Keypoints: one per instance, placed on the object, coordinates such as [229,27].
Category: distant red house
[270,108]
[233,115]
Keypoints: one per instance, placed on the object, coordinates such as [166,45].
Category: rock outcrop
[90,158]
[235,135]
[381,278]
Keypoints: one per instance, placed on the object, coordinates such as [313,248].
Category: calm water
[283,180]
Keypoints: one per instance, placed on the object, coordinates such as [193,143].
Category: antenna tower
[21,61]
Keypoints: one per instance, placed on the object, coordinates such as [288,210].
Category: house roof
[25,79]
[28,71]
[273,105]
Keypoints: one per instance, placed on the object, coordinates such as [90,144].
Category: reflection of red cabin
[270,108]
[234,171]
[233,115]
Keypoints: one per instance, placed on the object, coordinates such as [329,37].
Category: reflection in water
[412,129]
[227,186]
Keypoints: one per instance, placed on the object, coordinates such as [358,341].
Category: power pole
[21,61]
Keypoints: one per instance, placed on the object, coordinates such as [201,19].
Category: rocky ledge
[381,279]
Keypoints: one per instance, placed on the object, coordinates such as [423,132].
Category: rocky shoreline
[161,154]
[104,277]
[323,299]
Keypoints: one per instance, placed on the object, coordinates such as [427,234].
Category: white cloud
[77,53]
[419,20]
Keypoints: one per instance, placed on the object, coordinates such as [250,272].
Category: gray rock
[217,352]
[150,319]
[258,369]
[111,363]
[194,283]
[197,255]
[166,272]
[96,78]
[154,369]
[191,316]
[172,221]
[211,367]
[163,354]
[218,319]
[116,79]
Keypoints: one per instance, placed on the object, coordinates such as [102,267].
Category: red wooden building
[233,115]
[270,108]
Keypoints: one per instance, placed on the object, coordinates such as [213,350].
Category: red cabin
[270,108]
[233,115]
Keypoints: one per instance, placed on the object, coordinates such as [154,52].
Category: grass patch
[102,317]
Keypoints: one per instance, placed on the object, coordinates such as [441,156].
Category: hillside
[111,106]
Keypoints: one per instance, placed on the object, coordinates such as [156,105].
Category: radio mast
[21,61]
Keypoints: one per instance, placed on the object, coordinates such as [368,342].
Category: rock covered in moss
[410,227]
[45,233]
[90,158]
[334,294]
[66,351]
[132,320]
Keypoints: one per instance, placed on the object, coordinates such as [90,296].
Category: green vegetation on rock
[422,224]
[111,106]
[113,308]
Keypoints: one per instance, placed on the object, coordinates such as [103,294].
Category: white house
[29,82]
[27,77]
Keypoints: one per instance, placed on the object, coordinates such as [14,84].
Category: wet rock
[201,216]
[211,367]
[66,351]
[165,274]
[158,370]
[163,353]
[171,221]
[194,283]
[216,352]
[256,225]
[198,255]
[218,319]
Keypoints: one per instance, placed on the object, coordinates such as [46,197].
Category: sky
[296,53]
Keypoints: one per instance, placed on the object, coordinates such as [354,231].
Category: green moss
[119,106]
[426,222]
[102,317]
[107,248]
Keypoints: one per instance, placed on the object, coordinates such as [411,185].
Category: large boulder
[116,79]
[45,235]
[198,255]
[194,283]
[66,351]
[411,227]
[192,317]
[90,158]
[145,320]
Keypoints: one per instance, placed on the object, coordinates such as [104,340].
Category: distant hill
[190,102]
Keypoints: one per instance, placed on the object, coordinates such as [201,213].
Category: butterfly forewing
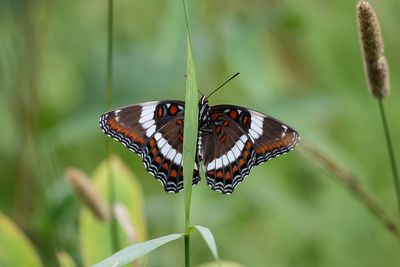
[154,130]
[238,140]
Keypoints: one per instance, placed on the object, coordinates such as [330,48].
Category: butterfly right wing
[154,130]
[240,139]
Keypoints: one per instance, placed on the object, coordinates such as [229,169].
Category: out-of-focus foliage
[300,61]
[16,250]
[94,235]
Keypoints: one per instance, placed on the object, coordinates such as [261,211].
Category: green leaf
[65,260]
[135,251]
[15,248]
[209,238]
[191,123]
[95,235]
[221,263]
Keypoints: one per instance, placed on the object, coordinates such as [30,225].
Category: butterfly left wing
[154,130]
[240,139]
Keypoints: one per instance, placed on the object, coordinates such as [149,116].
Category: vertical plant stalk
[377,72]
[111,182]
[391,152]
[350,182]
[190,132]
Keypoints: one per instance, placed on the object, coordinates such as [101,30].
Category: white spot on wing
[151,131]
[171,154]
[178,158]
[225,161]
[146,117]
[165,149]
[253,133]
[231,157]
[157,136]
[236,151]
[218,163]
[148,124]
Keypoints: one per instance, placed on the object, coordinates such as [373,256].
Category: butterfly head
[204,110]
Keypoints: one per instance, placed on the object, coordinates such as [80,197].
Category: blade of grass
[111,185]
[190,131]
[209,239]
[391,153]
[136,251]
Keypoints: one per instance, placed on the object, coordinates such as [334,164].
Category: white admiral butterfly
[231,140]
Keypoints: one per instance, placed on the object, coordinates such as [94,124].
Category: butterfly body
[231,140]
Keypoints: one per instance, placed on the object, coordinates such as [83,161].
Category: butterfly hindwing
[238,140]
[154,130]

What is needed ->
Reproduce all of the data exactly, omitting each picture it holds.

Exercise response ->
Keypoints: one per instance, placed on the object, coordinates such as [229,27].
Category: distant red house
[270,108]
[233,115]
Keypoints: one per instance, placed on the object, coordinates such as [166,45].
Category: rock outcrop
[90,158]
[235,135]
[381,278]
Keypoints: one per instance, placed on the object, coordinates such as [313,248].
Category: calm water
[283,180]
Keypoints: one per instance, placed on the object, coordinates such as [193,143].
Category: antenna tower
[21,61]
Keypoints: one per instance, placed on the object, coordinates such as [288,210].
Category: house roof
[25,79]
[28,71]
[273,105]
Keypoints: one per instance, placed on the object, coordinates such as [90,144].
Category: reflection of red cabin
[270,108]
[234,171]
[233,115]
Keypoints: one per instance, placed on the object, coordinates such as [329,37].
Category: reflection in water
[412,129]
[227,186]
Keypoints: one per instance, placed on the object, coordinates such as [358,341].
Category: power pole
[21,61]
Keypoints: one per instance, placed on the object, coordinates such as [201,19].
Category: rocky ledge
[381,279]
Keypoints: one per instance, placed on the object, coordinates such as [423,132].
Category: rocky shoreline
[161,154]
[104,277]
[323,299]
Keypoints: one per instance, placed on the object, coordinates such as [427,234].
Category: white cloud
[77,53]
[419,20]
Keypoints: one per instance, placed on the object, coordinates such as [250,272].
Category: gray rock
[217,352]
[150,319]
[258,369]
[111,363]
[194,283]
[197,255]
[166,272]
[96,78]
[154,369]
[191,316]
[172,221]
[211,367]
[163,354]
[218,319]
[116,79]
Keypoints: one per instance, placed on the object, coordinates such as [102,267].
Category: red wooden building
[233,115]
[270,108]
Keypoints: one per instance, placed on the object, coordinates such as [213,350].
Category: red cabin
[270,108]
[233,115]
Keypoints: one per instance, placed on the object, coordinates such as [154,52].
Category: grass patch
[102,317]
Keypoints: one per instance, placed on the object, coordinates such as [441,156].
Category: hillside
[111,106]
Keypoints: one per instance, placed on the object, coordinates such as [156,105].
Category: radio mast
[21,61]
Keypoints: one per instance, placed on the object, coordinates such as [368,342].
Category: rock covered in moss
[410,227]
[45,233]
[90,158]
[334,294]
[66,351]
[132,320]
Keypoints: one per instance, placed on the object, coordinates such as [90,296].
Category: green vegetation on rock
[422,224]
[111,106]
[113,308]
Keypoints: one per instance, placed on the object, coordinates such as [103,294].
Category: white house
[29,82]
[27,77]
Keypoints: one per instance, placed on the object, coordinates such as [14,84].
Category: wet rock
[201,216]
[211,367]
[66,351]
[165,274]
[158,370]
[163,353]
[171,221]
[194,283]
[216,352]
[256,225]
[198,255]
[218,319]
Keypoints: one per instance, placed on the object, coordinates such as [46,197].
Category: sky
[296,53]
Keypoints: one per instance, placed on the object, coordinates such as [354,231].
Category: green moss
[119,106]
[426,222]
[102,317]
[107,248]
Keypoints: one per instance, placed on the object, coordinates such as [411,185].
Category: large boulder
[116,79]
[45,235]
[198,255]
[194,283]
[66,351]
[411,227]
[192,317]
[90,158]
[145,320]
Keypoints: one per instance, placed on the object, coordinates such as [104,340].
Category: distant hill
[190,102]
Keypoints: one per instance, placed on the object, coordinates such as [201,213].
Category: butterfly forewing
[154,130]
[238,140]
Keypoints: one per instance, placed on the object, coordinates such as [330,48].
Category: butterfly right wing
[154,130]
[240,139]
Keypoints: one per instance, placed on the object, coordinates such as [229,169].
Category: out-of-focus foliage
[300,61]
[16,250]
[94,235]
Keypoints: one per instance, placed on the object, coordinates such as [261,211].
Category: green leaf
[65,260]
[135,251]
[15,248]
[209,238]
[191,123]
[95,235]
[221,263]
Keypoints: one per instance, placed on the object, coordinates such as [30,225].
Category: butterfly left wing
[154,130]
[240,139]
Keypoints: one per instance, placed on the object, coordinates such as [149,116].
Category: vertical plant stalk
[377,72]
[111,182]
[391,152]
[350,182]
[190,132]
Keypoints: one per instance, placed on the object, coordinates such as [101,30].
Category: white spot on wing
[151,131]
[171,154]
[178,158]
[225,161]
[146,117]
[165,149]
[253,133]
[231,157]
[157,136]
[236,151]
[218,163]
[148,124]
Keypoints: one per instance, placed on the object, coordinates such as [373,256].
Category: butterfly head
[204,110]
Keypoints: one per instance, placed on the object, coordinates such as [80,197].
Category: blade of grass
[111,185]
[190,131]
[209,239]
[391,153]
[136,251]
Keypoints: one per instance, placed on the object, coordinates such as [334,164].
Category: white admiral butterfly
[231,140]
Keypoints: one per instance, placed on the object, coordinates such as [94,124].
Category: butterfly body
[231,140]
Keypoints: one per instance, placed on the object, coordinates such as [83,161].
Category: butterfly hindwing
[238,140]
[154,130]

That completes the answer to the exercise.